- **Entries from a dataset**
%%

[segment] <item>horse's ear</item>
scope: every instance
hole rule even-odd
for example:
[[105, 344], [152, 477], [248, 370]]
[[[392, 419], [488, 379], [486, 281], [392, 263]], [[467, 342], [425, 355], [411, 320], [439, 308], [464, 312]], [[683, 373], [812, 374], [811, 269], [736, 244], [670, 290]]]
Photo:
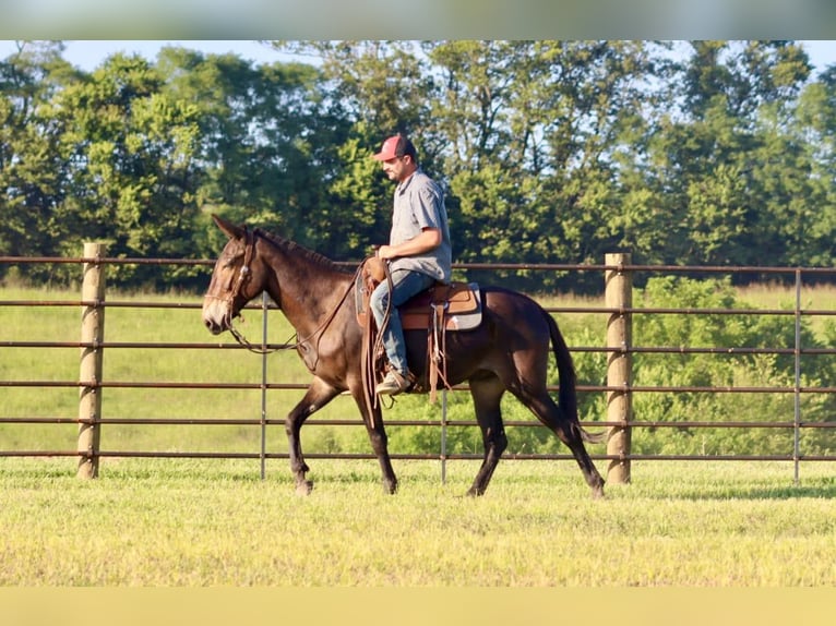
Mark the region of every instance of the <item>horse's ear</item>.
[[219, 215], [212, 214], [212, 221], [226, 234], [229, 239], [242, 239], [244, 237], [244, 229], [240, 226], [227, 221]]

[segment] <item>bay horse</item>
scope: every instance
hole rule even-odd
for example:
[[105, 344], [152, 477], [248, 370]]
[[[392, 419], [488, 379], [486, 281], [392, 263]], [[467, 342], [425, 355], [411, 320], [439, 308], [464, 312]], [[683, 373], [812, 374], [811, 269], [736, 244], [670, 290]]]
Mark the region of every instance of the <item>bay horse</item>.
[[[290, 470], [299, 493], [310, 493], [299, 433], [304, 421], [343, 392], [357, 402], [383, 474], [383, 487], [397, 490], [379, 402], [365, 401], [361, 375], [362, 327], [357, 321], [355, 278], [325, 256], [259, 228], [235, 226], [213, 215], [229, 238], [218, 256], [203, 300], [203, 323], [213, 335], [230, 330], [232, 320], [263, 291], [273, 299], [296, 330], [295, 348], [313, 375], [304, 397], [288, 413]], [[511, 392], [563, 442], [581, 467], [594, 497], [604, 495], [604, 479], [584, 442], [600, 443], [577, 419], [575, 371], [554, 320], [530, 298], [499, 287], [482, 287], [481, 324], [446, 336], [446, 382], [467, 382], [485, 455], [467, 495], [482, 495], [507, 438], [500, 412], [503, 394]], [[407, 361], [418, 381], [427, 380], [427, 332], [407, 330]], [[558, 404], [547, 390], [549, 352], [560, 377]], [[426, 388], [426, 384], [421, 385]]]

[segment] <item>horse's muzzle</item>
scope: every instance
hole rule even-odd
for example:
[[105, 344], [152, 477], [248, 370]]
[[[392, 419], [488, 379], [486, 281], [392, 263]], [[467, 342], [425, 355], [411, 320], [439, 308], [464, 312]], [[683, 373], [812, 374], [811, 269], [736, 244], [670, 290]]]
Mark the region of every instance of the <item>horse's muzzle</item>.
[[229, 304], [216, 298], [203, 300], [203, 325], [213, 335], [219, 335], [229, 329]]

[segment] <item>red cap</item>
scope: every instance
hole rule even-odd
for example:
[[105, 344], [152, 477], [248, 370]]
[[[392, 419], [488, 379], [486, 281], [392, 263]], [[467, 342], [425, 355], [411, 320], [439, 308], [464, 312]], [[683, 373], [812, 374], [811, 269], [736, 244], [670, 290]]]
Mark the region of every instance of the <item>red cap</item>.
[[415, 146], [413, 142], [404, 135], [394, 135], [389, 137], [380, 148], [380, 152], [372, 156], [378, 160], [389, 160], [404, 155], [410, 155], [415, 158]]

%%
%%

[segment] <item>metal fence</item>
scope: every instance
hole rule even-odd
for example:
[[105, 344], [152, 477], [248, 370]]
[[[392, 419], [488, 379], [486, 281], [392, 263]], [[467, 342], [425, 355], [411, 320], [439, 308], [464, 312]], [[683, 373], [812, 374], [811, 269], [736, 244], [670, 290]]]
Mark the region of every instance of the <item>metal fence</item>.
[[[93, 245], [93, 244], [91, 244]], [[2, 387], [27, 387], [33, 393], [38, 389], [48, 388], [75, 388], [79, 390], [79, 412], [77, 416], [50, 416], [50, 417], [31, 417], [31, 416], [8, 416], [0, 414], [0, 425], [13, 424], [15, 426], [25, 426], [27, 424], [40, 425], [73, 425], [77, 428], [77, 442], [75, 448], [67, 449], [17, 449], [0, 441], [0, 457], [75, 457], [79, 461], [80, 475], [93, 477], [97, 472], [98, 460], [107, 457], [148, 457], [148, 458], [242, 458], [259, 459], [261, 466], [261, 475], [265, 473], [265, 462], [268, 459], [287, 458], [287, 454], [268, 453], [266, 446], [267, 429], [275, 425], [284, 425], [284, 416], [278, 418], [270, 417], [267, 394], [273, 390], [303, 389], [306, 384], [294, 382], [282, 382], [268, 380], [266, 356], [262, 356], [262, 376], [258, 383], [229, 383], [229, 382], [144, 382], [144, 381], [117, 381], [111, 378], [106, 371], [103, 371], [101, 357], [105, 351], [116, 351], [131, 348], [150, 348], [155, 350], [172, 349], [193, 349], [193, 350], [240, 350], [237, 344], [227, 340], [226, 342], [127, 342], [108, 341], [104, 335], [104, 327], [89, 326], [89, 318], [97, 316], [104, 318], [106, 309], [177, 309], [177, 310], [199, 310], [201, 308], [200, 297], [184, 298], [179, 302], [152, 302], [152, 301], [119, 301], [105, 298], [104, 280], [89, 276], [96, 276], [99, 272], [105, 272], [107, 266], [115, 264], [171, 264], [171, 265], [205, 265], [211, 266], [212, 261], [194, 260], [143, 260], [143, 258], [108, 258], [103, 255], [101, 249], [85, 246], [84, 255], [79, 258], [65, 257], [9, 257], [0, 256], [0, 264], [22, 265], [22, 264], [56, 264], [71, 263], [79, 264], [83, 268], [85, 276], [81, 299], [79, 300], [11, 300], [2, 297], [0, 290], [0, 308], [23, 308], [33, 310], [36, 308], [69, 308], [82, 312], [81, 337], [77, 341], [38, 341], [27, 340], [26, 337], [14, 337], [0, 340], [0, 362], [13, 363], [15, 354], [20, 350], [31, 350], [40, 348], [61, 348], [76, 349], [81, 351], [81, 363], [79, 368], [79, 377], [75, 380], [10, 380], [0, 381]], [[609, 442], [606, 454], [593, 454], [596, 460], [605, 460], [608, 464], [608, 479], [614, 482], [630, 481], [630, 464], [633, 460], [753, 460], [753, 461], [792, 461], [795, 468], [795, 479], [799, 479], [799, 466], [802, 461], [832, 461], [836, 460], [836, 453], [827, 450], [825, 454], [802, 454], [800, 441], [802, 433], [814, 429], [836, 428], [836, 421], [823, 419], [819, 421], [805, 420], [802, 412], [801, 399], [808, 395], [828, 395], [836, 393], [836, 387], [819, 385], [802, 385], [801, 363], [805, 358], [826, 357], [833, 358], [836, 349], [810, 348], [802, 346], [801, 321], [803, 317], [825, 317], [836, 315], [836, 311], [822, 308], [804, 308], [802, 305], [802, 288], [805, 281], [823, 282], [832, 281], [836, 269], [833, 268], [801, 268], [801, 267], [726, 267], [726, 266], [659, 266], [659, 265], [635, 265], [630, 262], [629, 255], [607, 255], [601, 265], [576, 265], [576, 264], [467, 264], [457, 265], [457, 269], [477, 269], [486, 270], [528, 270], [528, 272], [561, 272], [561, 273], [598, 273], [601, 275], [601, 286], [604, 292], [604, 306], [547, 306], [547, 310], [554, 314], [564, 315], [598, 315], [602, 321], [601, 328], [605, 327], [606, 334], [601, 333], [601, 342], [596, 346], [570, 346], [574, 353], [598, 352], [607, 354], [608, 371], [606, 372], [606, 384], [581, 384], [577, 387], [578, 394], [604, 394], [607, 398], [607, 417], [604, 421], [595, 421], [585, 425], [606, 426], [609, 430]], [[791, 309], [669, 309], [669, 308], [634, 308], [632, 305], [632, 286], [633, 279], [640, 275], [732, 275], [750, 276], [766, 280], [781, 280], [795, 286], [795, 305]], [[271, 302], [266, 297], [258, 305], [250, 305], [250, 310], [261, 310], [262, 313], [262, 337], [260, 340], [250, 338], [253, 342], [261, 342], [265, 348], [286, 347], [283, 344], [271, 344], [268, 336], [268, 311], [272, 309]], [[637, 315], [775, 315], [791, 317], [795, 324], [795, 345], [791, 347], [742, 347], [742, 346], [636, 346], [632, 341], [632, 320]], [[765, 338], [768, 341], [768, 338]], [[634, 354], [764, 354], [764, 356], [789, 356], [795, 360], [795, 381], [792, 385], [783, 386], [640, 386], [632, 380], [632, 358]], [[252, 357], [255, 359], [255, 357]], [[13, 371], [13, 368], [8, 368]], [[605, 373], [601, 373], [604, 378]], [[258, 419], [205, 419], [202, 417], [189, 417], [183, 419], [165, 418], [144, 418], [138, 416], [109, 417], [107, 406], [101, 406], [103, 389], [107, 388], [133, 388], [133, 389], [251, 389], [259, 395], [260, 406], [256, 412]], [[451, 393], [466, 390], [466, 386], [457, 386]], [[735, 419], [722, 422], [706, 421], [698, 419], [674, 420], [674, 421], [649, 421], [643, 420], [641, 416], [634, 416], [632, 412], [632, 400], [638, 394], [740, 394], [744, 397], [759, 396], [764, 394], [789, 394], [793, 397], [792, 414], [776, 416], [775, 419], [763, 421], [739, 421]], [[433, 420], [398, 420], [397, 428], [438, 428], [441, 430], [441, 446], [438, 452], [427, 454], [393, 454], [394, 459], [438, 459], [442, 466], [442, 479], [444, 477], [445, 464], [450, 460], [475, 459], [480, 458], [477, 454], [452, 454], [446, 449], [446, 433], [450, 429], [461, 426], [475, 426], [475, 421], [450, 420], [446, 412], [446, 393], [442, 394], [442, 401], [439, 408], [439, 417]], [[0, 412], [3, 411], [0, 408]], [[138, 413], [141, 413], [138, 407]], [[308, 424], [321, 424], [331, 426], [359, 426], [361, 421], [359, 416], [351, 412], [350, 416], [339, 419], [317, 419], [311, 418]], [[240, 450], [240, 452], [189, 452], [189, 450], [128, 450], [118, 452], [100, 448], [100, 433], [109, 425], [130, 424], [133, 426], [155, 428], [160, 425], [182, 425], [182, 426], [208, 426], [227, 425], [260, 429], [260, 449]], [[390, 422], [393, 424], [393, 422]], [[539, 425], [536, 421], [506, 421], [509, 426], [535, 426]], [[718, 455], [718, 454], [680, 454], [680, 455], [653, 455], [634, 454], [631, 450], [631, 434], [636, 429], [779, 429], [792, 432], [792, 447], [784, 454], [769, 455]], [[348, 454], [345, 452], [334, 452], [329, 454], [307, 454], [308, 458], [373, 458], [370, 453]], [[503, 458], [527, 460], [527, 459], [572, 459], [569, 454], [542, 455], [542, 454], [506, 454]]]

%%

- **Exercise goal**
In the material above, update the part that opens with the line containing "[segment] <item>horse's ear</item>" and closes with the line containing "the <item>horse's ear</item>." by putting "all instances" wherever "every instance" appears, keeping everything else the same. Leave the pictures out of your answer.

- **Solution for this problem**
[segment] <item>horse's ear</item>
scope: all instances
hole rule even-odd
for example:
[[105, 344], [152, 477], [248, 370]]
[[[392, 419], [488, 379], [486, 281], [392, 263]], [[467, 342], [425, 355], [411, 320], [439, 308], [464, 312]], [[683, 373], [812, 374], [811, 269], [736, 244], [670, 290]]]
Photo:
Mark the region of all instances of the <item>horse's ear</item>.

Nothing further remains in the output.